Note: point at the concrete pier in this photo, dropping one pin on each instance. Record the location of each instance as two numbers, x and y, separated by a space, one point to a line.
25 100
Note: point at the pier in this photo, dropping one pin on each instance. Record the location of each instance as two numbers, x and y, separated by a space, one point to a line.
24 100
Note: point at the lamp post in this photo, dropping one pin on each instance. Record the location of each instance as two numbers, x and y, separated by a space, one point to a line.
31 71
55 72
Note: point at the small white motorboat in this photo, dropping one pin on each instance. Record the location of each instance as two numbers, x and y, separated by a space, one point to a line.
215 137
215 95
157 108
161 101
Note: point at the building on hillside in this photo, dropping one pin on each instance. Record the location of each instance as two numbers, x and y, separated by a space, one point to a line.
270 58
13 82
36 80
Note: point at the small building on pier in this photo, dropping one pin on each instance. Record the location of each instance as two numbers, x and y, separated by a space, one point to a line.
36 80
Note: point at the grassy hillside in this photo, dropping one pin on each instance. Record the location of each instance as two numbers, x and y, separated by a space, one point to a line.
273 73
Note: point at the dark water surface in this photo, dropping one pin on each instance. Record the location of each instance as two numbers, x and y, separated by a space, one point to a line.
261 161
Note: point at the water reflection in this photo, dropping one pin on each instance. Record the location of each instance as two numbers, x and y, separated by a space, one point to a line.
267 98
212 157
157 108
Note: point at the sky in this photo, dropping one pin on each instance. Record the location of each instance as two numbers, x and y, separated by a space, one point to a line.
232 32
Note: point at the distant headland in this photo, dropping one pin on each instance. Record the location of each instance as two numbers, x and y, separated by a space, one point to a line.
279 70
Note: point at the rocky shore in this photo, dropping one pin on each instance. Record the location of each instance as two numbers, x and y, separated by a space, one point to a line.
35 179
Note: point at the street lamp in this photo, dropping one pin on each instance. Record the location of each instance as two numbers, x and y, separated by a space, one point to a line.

***

__INSTRUCTIONS FOR THE TASK__.
Each line in the listing needs to be copied exactly.

__SOLUTION TO THE PROBLEM__.
Note: point at the concrete pier in this photo, dropping one pin on each instance. Record the location of each instance as two numbers, x and y, separated by a space, one point to a line.
25 100
Note: point at the pier in this photo, dropping one pin on each instance. Record the location of each instance as two numbers, x and y, separated by a space, one point to a line.
24 100
Note: point at the lamp post in this photo, dropping one pin on each instance. Record the location of each instance as two numbers, x and y, separated by a space, one point to a line.
31 71
55 72
Note: point at the small white motorboat in this photo, dropping one pin on each instance. Record the location of each instance as two numbers, x and y, separated by a space, one point to a line.
215 137
215 95
157 108
161 101
Note: point at the building on hillside in this photo, dropping one pin on each instance. Record the location of each instance as two numbers, x and y, separated by a space, one point to a line.
270 58
13 82
36 80
Note: point at the small building on pier in this photo, dropping one pin on each instance. Record the location of each instance as two numbers, x and y, separated by a space, one point to a line.
36 80
Note: point at the grassy hillside in this photo, dropping one pin on each instance. Record the location of each instance as two numbers, x and y, separated by a space, one point to a line.
273 73
Note: point at the dark water surface in this photo, dropping one pin on each instance. Record the location of each instance as two numbers, x and y, separated by a space, one point to a line.
261 161
Note: point at the water reflection in this photo, dropping one pin on each instance. Record the location of each instance as two numbers, x and y, separated by a space, one point to a line.
267 98
212 157
157 108
Note: point at the sky in this photo, dropping one pin on each instance. Record the location of each instance as two numbers, x and y, separated by a space, one point to a line.
232 32
Note: point at the distant headland in this photo, dropping one pin on each instance. Record the location of each instance as two numbers, x and y, separated by a space, one point to a line.
279 70
Note: point at the rocky shore in this photo, dropping one pin on each instance. Record the location of each instance as two numbers, x and y, separated by a space, one point to a line.
35 179
Note: point at the street lamp in this photo, dropping one pin on each instance. Record the location of each instance as two numbers, x and y, separated by a space, one point to a line.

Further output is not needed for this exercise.